> **Task description**
Pull out every line in the records below that contains the word "door", and copy each one.

> **Data shown**

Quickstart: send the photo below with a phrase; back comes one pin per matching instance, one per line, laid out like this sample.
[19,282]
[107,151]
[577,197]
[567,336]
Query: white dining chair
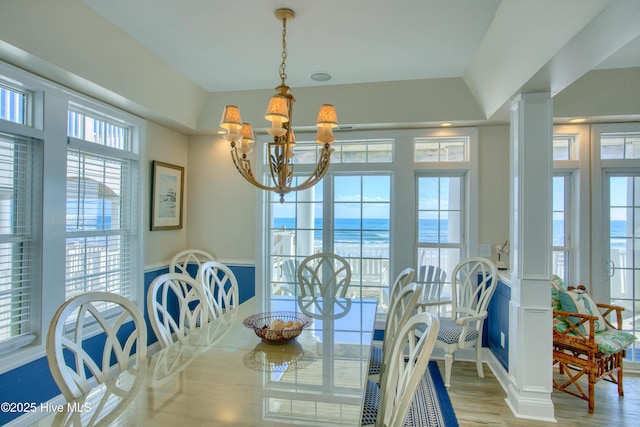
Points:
[176,305]
[388,405]
[404,304]
[125,344]
[474,282]
[219,286]
[375,359]
[403,279]
[324,275]
[182,260]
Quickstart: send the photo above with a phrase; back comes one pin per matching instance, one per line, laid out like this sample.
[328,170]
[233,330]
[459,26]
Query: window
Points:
[20,213]
[355,224]
[570,204]
[441,149]
[444,166]
[69,178]
[102,226]
[620,145]
[616,214]
[351,151]
[561,226]
[402,192]
[13,104]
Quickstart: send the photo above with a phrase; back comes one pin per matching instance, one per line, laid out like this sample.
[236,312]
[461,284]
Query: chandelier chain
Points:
[283,64]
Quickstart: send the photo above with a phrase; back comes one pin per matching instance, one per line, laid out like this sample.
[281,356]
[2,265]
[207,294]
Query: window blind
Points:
[20,218]
[101,244]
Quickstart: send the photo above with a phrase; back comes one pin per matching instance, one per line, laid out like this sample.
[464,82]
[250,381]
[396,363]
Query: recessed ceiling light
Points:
[320,76]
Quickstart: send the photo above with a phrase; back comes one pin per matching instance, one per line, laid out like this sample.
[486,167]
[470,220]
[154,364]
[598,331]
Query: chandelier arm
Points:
[318,172]
[244,168]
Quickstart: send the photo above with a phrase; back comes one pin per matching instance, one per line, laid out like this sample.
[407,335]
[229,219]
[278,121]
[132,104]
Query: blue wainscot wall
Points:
[33,382]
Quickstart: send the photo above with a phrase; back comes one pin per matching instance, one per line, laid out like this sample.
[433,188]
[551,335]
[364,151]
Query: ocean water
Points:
[375,231]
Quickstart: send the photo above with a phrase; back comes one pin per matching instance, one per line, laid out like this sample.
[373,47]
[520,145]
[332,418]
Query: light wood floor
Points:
[480,402]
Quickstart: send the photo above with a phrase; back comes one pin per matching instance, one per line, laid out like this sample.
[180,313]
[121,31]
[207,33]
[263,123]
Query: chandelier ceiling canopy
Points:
[280,148]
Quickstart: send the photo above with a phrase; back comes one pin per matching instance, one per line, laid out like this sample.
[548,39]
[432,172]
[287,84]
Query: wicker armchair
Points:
[582,348]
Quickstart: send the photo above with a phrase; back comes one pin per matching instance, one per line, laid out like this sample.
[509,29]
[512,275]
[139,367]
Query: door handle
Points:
[612,268]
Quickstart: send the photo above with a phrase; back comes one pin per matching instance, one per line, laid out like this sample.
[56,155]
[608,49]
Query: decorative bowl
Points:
[277,358]
[278,326]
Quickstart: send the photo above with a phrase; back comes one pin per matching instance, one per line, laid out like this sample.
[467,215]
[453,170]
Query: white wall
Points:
[493,150]
[222,214]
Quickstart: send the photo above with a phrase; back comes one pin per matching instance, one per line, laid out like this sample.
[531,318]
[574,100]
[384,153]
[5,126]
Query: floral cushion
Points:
[579,301]
[612,341]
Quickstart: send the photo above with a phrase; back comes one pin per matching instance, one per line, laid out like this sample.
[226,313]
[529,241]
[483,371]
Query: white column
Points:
[530,317]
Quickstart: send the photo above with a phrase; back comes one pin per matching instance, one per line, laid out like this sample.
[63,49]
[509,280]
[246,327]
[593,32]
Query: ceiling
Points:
[236,45]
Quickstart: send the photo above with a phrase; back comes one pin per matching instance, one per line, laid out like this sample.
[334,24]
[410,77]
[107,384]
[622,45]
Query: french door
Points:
[347,214]
[623,231]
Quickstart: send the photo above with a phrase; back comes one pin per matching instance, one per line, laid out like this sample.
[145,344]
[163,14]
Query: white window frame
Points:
[577,169]
[403,171]
[48,122]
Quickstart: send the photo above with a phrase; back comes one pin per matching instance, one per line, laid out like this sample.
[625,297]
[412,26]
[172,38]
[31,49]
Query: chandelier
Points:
[280,149]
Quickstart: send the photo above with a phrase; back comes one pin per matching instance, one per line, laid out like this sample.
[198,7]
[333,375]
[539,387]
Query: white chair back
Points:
[324,275]
[219,287]
[406,366]
[181,261]
[433,278]
[402,280]
[175,305]
[474,281]
[113,314]
[404,306]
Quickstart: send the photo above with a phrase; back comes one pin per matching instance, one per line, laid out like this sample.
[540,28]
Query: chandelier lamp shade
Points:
[280,148]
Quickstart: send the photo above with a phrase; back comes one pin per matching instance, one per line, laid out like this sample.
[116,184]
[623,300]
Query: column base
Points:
[531,405]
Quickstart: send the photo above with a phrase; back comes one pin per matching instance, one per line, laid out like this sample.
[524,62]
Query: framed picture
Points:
[166,196]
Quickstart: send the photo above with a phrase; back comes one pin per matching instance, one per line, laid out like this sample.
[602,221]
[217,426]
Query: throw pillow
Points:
[579,301]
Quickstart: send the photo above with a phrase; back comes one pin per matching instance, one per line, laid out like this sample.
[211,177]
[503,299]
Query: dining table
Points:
[223,374]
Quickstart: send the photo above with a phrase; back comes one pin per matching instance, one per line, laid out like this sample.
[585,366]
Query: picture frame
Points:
[167,185]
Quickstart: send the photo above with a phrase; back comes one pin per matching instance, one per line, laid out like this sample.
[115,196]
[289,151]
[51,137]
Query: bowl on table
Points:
[277,327]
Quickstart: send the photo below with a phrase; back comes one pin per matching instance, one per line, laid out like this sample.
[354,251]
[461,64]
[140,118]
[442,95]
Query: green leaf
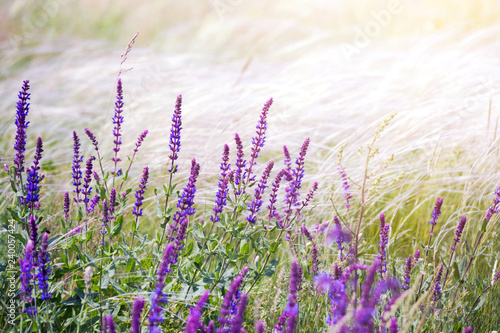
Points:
[245,248]
[118,225]
[483,226]
[456,271]
[274,246]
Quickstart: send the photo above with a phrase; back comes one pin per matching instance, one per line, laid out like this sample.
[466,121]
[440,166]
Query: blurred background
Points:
[334,68]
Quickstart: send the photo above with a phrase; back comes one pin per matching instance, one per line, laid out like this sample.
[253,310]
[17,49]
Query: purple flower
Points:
[258,140]
[26,274]
[33,232]
[231,299]
[292,308]
[186,200]
[436,213]
[406,277]
[117,121]
[436,293]
[112,200]
[394,325]
[92,139]
[493,208]
[66,205]
[158,297]
[44,268]
[287,161]
[240,165]
[140,139]
[384,239]
[175,134]
[459,231]
[237,323]
[93,203]
[108,324]
[136,315]
[87,189]
[193,322]
[105,217]
[139,194]
[337,272]
[38,153]
[415,258]
[96,177]
[273,198]
[21,124]
[345,185]
[256,203]
[260,327]
[292,191]
[290,323]
[221,201]
[77,172]
[33,179]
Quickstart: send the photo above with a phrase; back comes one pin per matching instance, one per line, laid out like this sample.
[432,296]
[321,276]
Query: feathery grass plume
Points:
[240,165]
[22,110]
[117,121]
[259,328]
[93,203]
[345,185]
[193,321]
[186,200]
[257,141]
[308,198]
[26,272]
[136,315]
[221,198]
[230,302]
[294,185]
[384,239]
[77,172]
[314,250]
[406,277]
[66,206]
[105,219]
[393,328]
[87,189]
[493,208]
[139,141]
[435,214]
[108,324]
[44,268]
[292,308]
[175,135]
[139,194]
[158,297]
[256,203]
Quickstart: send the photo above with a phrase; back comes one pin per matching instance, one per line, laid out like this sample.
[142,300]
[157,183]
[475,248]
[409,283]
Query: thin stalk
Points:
[468,266]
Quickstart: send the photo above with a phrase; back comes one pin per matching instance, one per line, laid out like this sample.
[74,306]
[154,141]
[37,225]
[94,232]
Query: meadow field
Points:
[379,215]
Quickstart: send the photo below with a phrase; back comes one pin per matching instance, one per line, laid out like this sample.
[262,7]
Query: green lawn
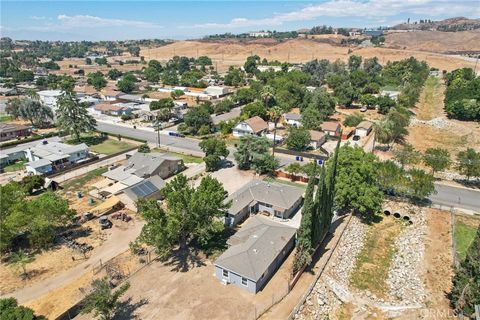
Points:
[111,146]
[77,183]
[464,235]
[288,182]
[184,157]
[16,166]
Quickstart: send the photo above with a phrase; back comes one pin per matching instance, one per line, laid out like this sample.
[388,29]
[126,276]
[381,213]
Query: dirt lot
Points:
[438,258]
[197,294]
[50,262]
[295,50]
[435,41]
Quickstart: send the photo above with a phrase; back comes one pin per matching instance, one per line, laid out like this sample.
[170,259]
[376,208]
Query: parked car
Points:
[105,223]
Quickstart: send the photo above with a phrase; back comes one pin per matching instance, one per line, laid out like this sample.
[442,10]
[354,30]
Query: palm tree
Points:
[19,260]
[274,115]
[267,94]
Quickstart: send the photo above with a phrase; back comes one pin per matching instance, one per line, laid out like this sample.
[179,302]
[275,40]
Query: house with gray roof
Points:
[256,251]
[276,199]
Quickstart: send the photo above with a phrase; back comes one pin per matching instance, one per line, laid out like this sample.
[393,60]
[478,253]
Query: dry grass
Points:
[373,262]
[229,53]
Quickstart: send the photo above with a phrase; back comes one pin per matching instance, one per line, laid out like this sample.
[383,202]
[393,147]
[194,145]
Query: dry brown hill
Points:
[225,54]
[436,41]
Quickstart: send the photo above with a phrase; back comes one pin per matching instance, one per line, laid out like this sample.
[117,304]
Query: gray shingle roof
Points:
[255,247]
[277,194]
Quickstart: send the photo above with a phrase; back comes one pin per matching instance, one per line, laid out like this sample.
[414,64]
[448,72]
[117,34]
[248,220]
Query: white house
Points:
[293,119]
[216,91]
[49,98]
[364,128]
[252,126]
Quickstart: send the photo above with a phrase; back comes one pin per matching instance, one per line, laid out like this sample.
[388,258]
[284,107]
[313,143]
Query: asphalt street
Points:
[456,197]
[447,196]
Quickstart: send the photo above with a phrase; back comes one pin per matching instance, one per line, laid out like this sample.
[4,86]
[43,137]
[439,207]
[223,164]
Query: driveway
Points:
[117,243]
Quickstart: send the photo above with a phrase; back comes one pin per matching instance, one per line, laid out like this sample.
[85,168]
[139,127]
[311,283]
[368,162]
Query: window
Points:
[244,281]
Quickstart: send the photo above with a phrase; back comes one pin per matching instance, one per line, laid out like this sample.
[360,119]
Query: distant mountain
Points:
[447,25]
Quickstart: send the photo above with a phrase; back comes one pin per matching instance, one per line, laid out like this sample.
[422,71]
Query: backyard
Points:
[374,260]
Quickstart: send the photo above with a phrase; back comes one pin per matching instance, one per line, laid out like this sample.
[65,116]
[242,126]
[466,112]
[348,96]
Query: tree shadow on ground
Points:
[126,309]
[184,259]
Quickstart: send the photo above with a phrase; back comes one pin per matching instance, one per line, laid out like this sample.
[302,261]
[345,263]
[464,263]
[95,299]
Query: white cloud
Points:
[87,21]
[378,9]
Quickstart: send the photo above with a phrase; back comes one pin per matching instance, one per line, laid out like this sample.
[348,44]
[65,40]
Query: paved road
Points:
[450,196]
[185,145]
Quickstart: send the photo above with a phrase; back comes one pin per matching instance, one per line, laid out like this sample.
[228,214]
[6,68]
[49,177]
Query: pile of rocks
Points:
[322,301]
[404,279]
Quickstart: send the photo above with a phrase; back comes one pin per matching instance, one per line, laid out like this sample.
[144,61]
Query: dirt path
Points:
[116,244]
[438,259]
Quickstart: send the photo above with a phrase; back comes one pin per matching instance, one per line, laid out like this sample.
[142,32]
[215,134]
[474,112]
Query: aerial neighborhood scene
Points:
[240,160]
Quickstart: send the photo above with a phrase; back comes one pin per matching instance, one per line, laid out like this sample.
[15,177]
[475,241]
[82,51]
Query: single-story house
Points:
[364,128]
[257,250]
[216,91]
[293,119]
[146,189]
[9,131]
[317,138]
[144,165]
[40,166]
[252,126]
[108,94]
[57,155]
[279,200]
[331,128]
[112,109]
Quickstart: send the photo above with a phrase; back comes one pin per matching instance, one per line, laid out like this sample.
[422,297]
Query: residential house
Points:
[54,156]
[252,126]
[317,138]
[49,98]
[9,131]
[108,94]
[293,119]
[364,128]
[331,128]
[256,251]
[216,91]
[112,109]
[146,189]
[278,200]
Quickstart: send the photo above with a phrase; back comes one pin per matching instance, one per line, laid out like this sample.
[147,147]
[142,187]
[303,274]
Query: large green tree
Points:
[252,153]
[356,181]
[191,214]
[214,149]
[103,301]
[73,115]
[437,159]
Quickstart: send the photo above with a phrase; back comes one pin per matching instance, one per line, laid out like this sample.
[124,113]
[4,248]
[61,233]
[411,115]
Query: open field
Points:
[435,41]
[373,262]
[229,53]
[111,146]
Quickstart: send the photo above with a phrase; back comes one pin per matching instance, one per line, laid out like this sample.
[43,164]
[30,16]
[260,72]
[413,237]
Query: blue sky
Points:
[120,20]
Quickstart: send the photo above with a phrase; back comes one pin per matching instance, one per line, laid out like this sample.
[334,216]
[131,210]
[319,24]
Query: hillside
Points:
[436,41]
[225,54]
[451,24]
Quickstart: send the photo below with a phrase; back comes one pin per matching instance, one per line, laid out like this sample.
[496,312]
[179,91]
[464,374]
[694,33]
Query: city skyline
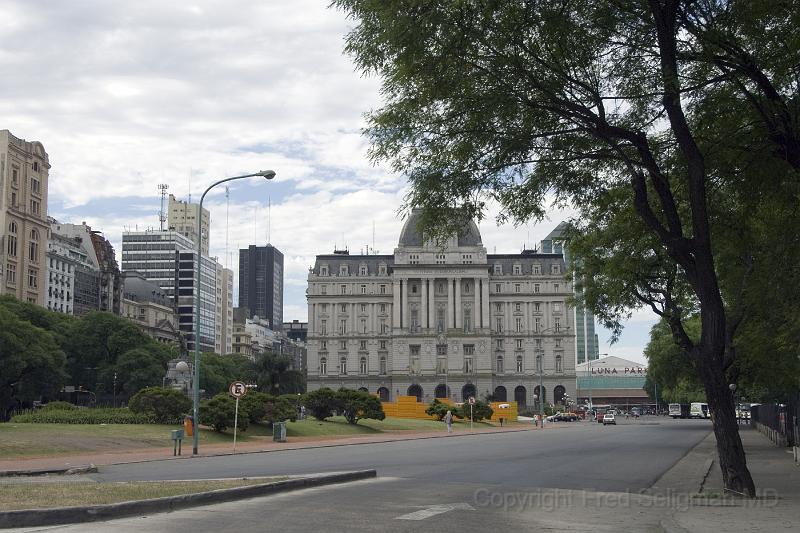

> **The solution**
Query: door handle
Query: french door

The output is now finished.